Stated goal: Summarize the text below on countering small unmanned aerial systems in two sentences.

The threat posed by small unmanned aerial systems to military, security and critical infrastructure targets has changed faster than the procurement systems designed to counter it. UAS platforms are now widely available, increasingly capable and regularly deployed by state and non-state actors against targets that were previously considered safe from aerial attack.
Countering that threat requires a layered capability: detection, classification, tracking, identification and – where authorised – an active response. Radar and radio-frequency detection systems handle parts of that chain well. Optical detection and identification handles the parts they cannot: positive visual classification at range, particularly for small, low-observable UAS operating at low altitude in cluttered environments where radar and RF performance degrades.
Wiseled provides the optical illumination layer that makes that classification possible at night and in low-light conditions – and the active deterrence capability that constitutes a proportionate non-lethal response once a threat is confirmed.
Small UAS are difficult optical targets. They are fast, manoeuvrable and increasingly available in configurations that produce minimal thermal signature. In daylight, camera-based detection and classification is tractable. At night, without active illumination, optical classification at operationally relevant ranges is not.

Dataset excerpt:
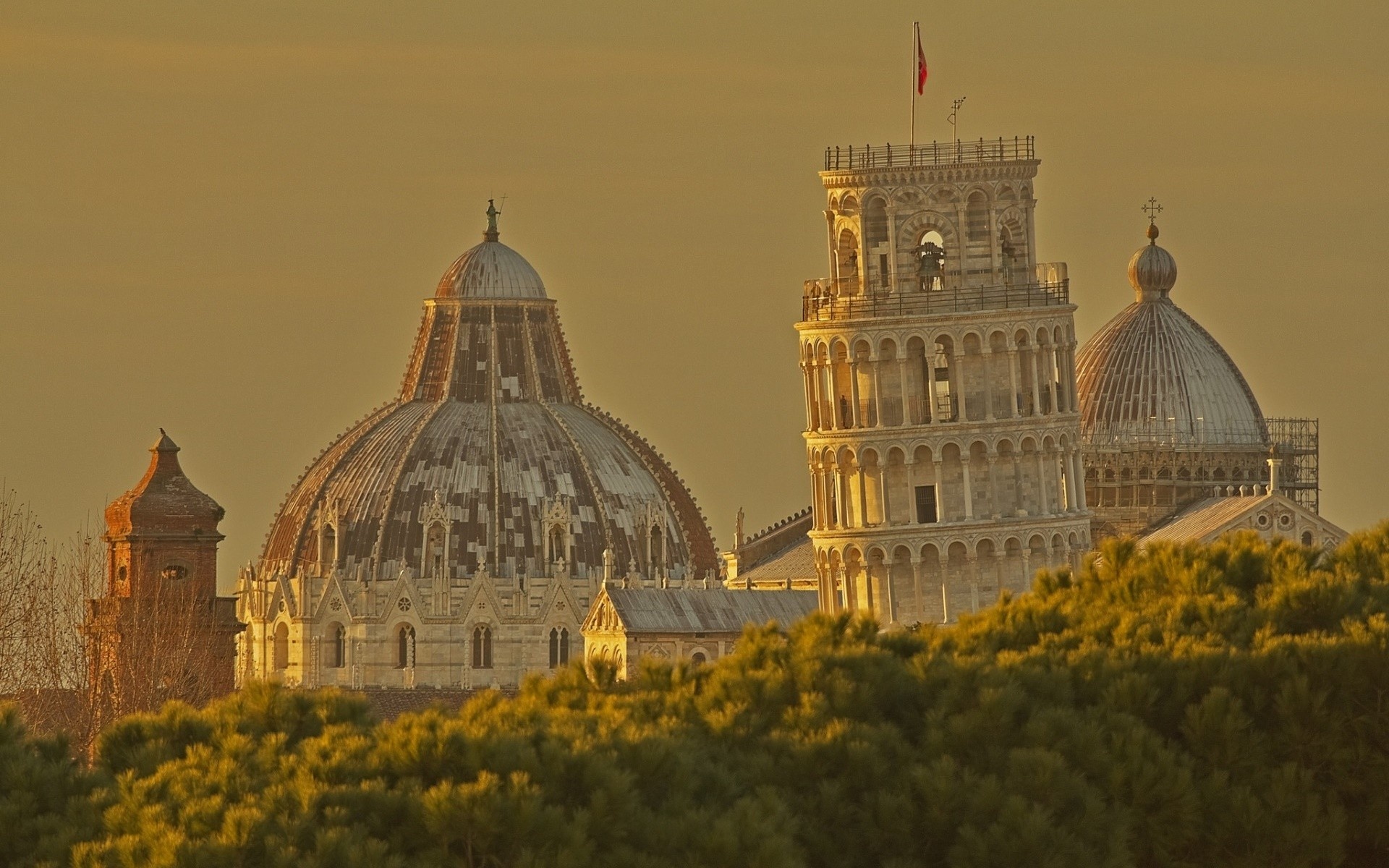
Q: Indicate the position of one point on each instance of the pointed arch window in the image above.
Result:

Written solution: Small unmanned aerial systems are now widely available and used by state and non-state actors, and countering them takes a layered capability of detection, classification, tracking, identification and, where authorized, an active response, with optical systems classifying small, low-flying targets in cluttered settings where radar and radio-frequency detection degrade. Because optical classification at relevant ranges is not workable at night without active illumination, Wiseled provides the optical illumination layer for classification in night and low-light conditions, plus a non-lethal active deterrence capability once a threat is confirmed.